* PASSAGE GIVEN *
+ + +

The Everson Biennial
By Matthew Friday
Postmodernism is one of the worst descriptive terms used in art criticism. By
now its position as a synonym for pluralism has become increasingly complicated
by the integration of poststructuralist theory. The sublime is perhaps one of
the most criticized aspects of Modern art. The combination of awe and aesthetic
appreciation, favored as a descriptive term by the modernist critic Clemant
Greenberg, has been cast out of the vocabulary of art-criticism in favor of
discourse sensitive phrases that avoid any overarching formalist narratives.
To experience the sublime one must be driven out-side oneself by both terror
and beauty, into a moment of pure perception unburdened by the weight of subjective
awareness. Modern art finds it impetus in the logic of the sublime. In his famous
essay, "The Sublime is Now" Barnett Newman describes the quest for
sublimity as manifesting in, "Man's natural desire in the arts to express
his relation to the Absolute." (1) Newman reiterates Greenberg's appropriation
of the Kantian perspective. The sublime must register the absolute in such a
way as to cause the imagination to fail to perform the image. Modern art attempts
to present the fact that the unpresentable exists. Postmodernism in its simplest
form as dialectical opposition to modernism can be viewed as a negative articulation
of the sublime. Modernity strives to free itself from the sentiment of taste
and escape the boundaries of allegory; postmodernity attempts to avoid the nostalgia
for totality, by grounding itself in the ephemerality of representation (2)

+ + +

* RECORDS *
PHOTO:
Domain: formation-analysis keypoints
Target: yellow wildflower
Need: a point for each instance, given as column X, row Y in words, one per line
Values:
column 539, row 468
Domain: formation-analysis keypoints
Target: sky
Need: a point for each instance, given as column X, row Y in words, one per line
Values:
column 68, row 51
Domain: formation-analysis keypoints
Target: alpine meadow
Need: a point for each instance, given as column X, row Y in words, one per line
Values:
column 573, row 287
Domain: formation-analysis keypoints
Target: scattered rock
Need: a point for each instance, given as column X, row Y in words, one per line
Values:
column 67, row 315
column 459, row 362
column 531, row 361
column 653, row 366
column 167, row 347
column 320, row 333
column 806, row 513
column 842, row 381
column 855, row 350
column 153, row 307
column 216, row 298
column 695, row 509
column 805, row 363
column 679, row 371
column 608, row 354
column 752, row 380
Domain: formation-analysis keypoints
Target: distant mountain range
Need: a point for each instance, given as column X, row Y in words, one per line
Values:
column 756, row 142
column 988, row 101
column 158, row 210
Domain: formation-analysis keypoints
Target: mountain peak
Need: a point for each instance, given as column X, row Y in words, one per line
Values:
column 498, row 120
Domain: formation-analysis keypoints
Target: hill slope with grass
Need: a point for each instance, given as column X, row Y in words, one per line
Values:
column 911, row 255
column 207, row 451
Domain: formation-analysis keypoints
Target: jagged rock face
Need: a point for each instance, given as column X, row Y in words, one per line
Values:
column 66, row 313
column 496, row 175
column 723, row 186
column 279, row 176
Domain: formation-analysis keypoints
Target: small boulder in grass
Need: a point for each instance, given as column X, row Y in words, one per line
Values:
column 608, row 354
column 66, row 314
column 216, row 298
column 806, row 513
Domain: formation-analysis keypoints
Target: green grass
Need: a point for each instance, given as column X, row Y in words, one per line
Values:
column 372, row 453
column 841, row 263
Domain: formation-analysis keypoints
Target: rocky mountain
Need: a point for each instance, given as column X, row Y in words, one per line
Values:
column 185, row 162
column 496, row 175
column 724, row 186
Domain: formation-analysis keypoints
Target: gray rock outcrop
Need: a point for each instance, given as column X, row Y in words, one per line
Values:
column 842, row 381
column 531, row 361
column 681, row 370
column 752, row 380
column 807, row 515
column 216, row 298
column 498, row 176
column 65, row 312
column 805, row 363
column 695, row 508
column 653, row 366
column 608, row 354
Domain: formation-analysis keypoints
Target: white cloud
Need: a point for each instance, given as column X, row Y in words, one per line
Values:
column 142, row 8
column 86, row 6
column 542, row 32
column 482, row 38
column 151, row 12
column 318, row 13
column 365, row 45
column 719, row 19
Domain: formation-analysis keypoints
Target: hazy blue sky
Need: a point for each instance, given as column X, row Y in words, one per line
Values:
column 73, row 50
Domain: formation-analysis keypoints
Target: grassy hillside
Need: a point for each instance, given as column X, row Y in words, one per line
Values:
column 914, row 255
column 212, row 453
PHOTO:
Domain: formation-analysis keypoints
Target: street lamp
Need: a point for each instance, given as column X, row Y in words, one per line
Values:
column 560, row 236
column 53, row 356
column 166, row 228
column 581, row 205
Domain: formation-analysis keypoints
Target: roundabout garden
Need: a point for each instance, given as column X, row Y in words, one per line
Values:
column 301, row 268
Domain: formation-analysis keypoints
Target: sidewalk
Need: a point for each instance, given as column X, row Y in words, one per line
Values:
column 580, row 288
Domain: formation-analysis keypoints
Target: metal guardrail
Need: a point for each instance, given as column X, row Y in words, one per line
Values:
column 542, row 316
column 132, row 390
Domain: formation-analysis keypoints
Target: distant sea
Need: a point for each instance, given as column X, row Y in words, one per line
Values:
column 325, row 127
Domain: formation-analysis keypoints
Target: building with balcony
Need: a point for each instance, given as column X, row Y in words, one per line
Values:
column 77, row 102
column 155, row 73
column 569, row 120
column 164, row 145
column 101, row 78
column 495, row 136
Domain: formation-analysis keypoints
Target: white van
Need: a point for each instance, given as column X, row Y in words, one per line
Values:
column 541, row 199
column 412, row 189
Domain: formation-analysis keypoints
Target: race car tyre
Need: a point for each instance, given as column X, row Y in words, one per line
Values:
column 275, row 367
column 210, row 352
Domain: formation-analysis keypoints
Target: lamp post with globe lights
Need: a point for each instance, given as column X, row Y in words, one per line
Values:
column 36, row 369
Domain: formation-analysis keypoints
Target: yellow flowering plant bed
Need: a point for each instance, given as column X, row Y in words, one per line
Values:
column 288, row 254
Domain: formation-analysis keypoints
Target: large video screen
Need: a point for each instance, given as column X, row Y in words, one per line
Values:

+ + +

* WORK INSTRUCTIONS *
Answer these from the passage on the sublime in art:
(a) What is the title of the essay by Barnett Newman?
(b) What two things must drive a person outside oneself to experience the sublime?
(c) What does postmodernity attempt to avoid?

* REPLY TO THE EXERCISE *
(a) "The Sublime is Now"
(b) Terror and beauty
(c) The nostalgia for totality